Direction:
Please pull out every line from the entries below that contains the string "brown". Case counts.

Data provided:
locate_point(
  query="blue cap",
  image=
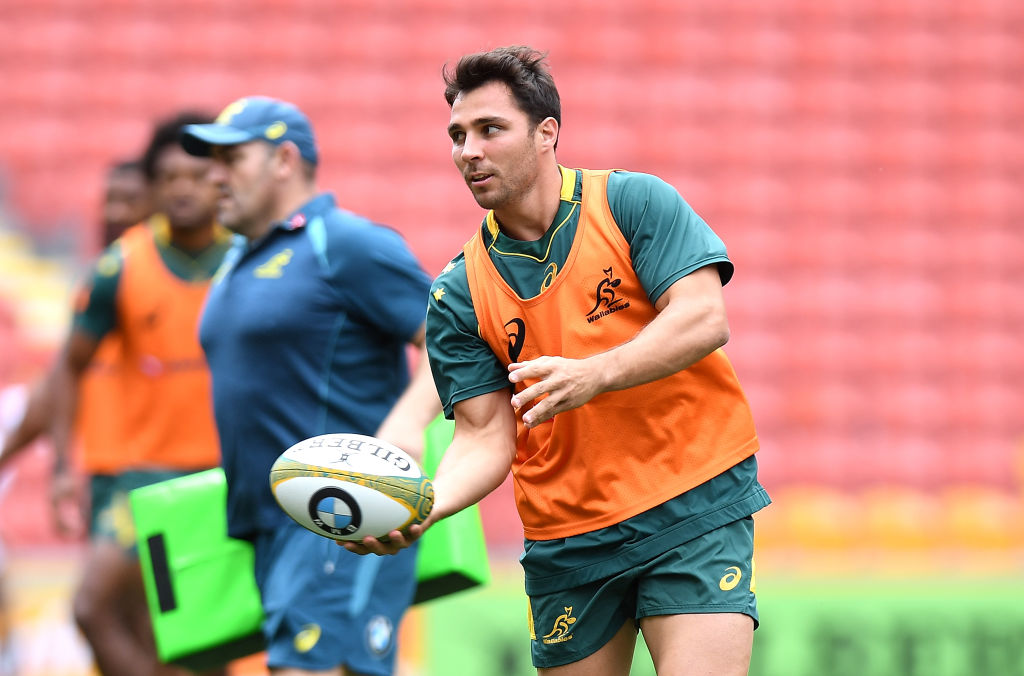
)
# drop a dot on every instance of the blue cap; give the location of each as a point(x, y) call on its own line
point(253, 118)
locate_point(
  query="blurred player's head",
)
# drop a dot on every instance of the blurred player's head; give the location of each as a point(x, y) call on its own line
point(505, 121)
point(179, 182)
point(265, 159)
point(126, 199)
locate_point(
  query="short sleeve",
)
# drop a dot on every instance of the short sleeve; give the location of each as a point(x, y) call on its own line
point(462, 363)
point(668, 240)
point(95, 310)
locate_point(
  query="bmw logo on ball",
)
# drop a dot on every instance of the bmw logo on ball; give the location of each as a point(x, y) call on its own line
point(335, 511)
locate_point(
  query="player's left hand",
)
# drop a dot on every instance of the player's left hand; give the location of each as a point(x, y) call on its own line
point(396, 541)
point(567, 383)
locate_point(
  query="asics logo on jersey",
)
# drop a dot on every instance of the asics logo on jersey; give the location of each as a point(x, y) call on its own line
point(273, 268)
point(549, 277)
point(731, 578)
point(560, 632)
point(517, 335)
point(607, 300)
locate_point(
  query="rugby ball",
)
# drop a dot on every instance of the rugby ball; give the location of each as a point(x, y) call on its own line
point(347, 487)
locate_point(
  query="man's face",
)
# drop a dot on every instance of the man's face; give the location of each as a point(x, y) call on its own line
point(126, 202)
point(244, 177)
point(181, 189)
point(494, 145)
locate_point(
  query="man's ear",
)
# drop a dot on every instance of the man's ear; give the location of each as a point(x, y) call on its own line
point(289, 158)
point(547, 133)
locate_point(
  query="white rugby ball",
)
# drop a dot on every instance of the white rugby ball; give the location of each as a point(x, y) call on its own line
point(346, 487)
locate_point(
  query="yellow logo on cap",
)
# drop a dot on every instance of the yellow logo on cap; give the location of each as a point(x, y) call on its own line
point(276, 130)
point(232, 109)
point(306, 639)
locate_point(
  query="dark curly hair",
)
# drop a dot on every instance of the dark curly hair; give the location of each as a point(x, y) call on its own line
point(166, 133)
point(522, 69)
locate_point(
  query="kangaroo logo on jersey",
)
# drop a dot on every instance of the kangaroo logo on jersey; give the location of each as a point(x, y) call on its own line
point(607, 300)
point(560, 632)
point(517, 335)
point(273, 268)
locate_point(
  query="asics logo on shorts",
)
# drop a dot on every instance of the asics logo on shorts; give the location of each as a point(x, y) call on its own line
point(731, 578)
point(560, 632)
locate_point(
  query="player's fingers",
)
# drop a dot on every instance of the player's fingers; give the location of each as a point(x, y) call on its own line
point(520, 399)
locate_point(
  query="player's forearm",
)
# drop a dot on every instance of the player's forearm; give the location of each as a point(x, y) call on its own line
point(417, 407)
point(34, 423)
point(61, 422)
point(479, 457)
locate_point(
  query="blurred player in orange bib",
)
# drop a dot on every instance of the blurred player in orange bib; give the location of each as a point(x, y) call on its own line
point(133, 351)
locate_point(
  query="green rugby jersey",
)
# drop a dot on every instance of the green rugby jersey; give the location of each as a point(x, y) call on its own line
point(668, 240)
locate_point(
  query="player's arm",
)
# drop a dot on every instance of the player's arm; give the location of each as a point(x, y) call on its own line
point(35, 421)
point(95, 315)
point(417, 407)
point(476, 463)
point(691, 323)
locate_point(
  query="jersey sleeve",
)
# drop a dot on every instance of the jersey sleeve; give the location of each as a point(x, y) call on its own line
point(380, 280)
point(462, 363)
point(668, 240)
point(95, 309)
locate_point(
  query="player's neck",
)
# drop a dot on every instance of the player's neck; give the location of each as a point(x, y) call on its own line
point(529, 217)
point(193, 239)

--

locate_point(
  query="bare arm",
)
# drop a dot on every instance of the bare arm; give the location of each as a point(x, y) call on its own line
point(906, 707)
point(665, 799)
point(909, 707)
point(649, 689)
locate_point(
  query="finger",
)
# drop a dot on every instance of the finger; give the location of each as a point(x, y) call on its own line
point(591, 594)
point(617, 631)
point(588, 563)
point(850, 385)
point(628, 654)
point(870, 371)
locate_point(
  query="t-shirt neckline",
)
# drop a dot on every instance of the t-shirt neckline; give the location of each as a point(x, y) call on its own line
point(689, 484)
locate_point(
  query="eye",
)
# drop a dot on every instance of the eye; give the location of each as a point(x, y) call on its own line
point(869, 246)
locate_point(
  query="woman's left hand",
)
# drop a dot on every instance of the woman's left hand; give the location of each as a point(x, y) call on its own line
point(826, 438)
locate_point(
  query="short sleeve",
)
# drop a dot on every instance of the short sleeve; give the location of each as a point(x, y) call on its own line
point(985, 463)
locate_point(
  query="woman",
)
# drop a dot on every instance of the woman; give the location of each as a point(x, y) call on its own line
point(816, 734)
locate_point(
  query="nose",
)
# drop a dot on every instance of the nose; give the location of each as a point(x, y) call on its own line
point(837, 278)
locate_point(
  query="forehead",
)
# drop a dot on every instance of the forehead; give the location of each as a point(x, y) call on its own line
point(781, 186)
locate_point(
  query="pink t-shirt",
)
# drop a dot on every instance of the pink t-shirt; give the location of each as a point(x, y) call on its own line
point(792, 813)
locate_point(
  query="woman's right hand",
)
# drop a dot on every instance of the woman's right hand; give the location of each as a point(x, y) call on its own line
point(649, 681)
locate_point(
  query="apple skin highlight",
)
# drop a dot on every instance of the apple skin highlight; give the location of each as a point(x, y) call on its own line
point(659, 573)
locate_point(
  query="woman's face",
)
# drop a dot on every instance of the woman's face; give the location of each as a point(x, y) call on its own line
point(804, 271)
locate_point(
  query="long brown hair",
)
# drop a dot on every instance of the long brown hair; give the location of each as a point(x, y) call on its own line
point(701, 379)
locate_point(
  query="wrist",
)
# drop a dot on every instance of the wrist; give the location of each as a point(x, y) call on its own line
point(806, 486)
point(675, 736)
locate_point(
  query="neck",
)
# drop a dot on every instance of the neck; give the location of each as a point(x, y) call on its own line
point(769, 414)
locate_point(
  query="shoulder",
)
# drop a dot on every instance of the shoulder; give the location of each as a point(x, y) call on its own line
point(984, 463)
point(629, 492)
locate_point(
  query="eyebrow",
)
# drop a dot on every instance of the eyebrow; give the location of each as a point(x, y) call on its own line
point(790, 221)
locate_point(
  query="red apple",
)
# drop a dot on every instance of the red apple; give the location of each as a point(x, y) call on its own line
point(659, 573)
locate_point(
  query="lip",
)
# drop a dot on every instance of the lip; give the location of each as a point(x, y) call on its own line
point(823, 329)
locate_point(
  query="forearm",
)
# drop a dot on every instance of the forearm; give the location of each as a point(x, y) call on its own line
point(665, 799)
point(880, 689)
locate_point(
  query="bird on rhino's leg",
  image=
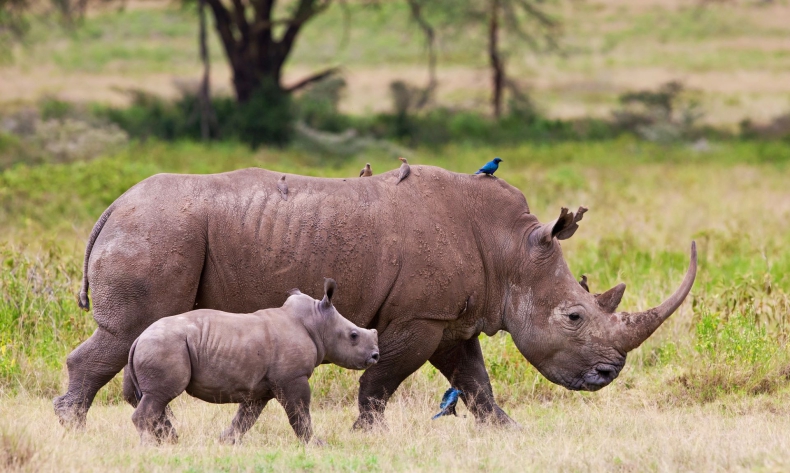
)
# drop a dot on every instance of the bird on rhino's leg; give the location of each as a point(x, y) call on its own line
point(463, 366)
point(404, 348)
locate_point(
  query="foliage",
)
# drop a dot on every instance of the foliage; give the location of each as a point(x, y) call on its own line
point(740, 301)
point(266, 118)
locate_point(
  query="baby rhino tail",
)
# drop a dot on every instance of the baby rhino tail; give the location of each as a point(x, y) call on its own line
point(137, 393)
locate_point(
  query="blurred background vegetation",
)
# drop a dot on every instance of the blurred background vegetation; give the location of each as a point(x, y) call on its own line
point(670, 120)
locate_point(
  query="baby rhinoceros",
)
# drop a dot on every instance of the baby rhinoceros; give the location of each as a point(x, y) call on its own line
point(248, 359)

Written response:
  query="long brown hair",
# drop a dot on every instance of the long brown hair; give the location of each as a point(x, y) call on its own line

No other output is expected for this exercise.